Tasks to complete
(A) Name every person quoted in the kidney organoid article below.
(B) Answer these questions from the kidney organoid article below:
(i) How many mini-kidneys can the new system manufacture in a single experiment?
(ii) How many patients in Europe are waiting for a kidney transplant on any given day?
(iii) At which hospital was the pig kidney transplant on the American patient performed?

=== Page excerpt ===

Human organoids are now emerging as a new avenue, according to Jordi Ochando , an immunologist at Carlos III University and Mount Sinai Hospital in New York, and co-author of the study. “Often, a patient receives not one, but several kidney transplants due to rejection. These techniques could help make grafts more compatible with the patient and prevent problems,” he explains. Furthermore, these analogs “can be used in human kidneys that are discarded for transplantation to increase the number of available organs, but they can also be used in transgenic pig kidneys to make them more compatible with the recipient,” he elaborates.

This is the first time that high-quality mini-kidneys have been produced in large quantities and with high reliability, highlights biochemist Elena Garreta , co-author of the study. “Until now, with conventional methods, you could create about 40 of these tissues. Now, thanks to our system, we can manufacture 30,000 in a single experiment, and we also verified that they are all of high quality,” she points out. There are still years of work ahead, but this advance opens many doors to therapeutic applications, she believes.

Nephrologist Beatriz Domínguez-Gil , director of the National Transplant Organization (ONT) and co-author of the study, paints the backdrop for this research. “On any given day, in Europe, there are more than 77,000 patients waiting for a kidney transplant, according to a recent study in 40 countries. These are people destined for long-term dialysis treatment, with the disruption this causes to their personal and professional lives. This is completely transformed by a kidney transplant , which improves life expectancy and is also less expensive than dialysis. This situation is complicated by the progressive aging of donors, who have greater comorbidity. This makes it essential to seek alternative solutions, and organoids are one of the possibilities for the future,” she explains. The director of the ONT explains that there is already an agreement with hospitals in Barcelona, ​​Madrid, Galicia, and Cantabria to begin using discarded human organs in this research, presumably next year.

Although the application of these human tissues is still far off, Domínguez-Gil believes, the doctor predicts two uses for this technology: being able to remove the kidney of a person with kidney disease, treat it with a system similar to that used with pigs and reimplant it; and using this technique to regenerate donated organs that do not meet the requirements for transplantation.

Brazilian physician Leonardo Riella led the team that performed the pig kidney transplant on the American patient at Massachusetts General Hospital. The head of kidney transplantation and professor at Harvard University, who was not involved in this work, praises it as a great first step. “It is an elegant and innovative proof of concept demonstrating that human kidney organoids can survive and integrate within pig kidneys for a short period. It is an exciting step toward the convergence of regenerative medicine and xenotransplantation [from animal to human]. The main challenges going forward will be achieving long-term viability and demonstrating true kidney function from the transplanted organoids. If the latter is achieved, it could eventually lead to new treatments to restore kidney function in patients with chronic kidney disease,” he emphasizes.

Marcos López-Hoyos, head of immunology at the Marqués de Valdecilla University Hospital in Santander, cautions that these techniques are still in the animal research phase, but are nonetheless “very interesting.” “Kidneys are already being recovered using ex vivo perfusion methods like those used in this study. Organoids, while not a complete replica of a real kidney, are capable of regenerating it and offer enormous potential for treatment,” he emphasizes.

=== Supplied material ===

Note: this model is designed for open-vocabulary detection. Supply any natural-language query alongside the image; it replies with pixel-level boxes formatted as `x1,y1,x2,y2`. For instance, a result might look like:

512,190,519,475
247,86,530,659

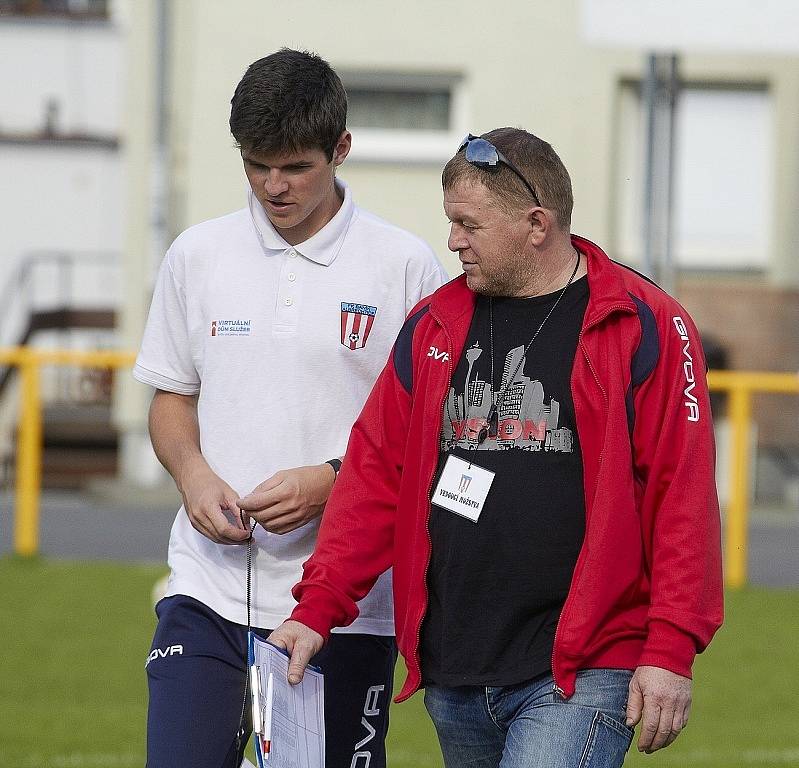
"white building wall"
0,18,125,332
162,0,799,281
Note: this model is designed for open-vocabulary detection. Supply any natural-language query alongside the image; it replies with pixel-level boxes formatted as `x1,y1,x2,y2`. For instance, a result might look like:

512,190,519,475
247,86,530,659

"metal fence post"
14,348,42,557
724,382,752,589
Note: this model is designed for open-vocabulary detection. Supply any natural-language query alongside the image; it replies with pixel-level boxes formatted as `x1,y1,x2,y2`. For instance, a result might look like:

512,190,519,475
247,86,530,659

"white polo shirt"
133,181,448,635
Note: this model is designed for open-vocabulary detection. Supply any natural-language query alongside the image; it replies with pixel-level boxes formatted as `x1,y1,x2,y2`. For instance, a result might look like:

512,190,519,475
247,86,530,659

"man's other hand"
237,463,336,533
181,461,250,544
627,667,691,754
269,620,325,685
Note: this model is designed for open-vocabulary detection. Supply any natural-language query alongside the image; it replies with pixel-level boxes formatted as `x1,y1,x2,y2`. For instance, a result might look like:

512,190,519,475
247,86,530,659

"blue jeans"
424,669,633,768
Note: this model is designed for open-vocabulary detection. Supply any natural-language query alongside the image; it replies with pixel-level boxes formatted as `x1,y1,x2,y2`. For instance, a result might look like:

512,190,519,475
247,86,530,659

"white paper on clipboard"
253,637,325,768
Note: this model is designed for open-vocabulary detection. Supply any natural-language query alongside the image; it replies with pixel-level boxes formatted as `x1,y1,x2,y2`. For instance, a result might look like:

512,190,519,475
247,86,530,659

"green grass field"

===

Completed exercise
(A)
Jordi Ochando
Elena Garreta
Beatriz Domínguez-Gil
Leonardo Riella
Marcos López-Hoyos

(B)
(i) 30,000
(ii) More than 77,000
(iii) Massachusetts General Hospital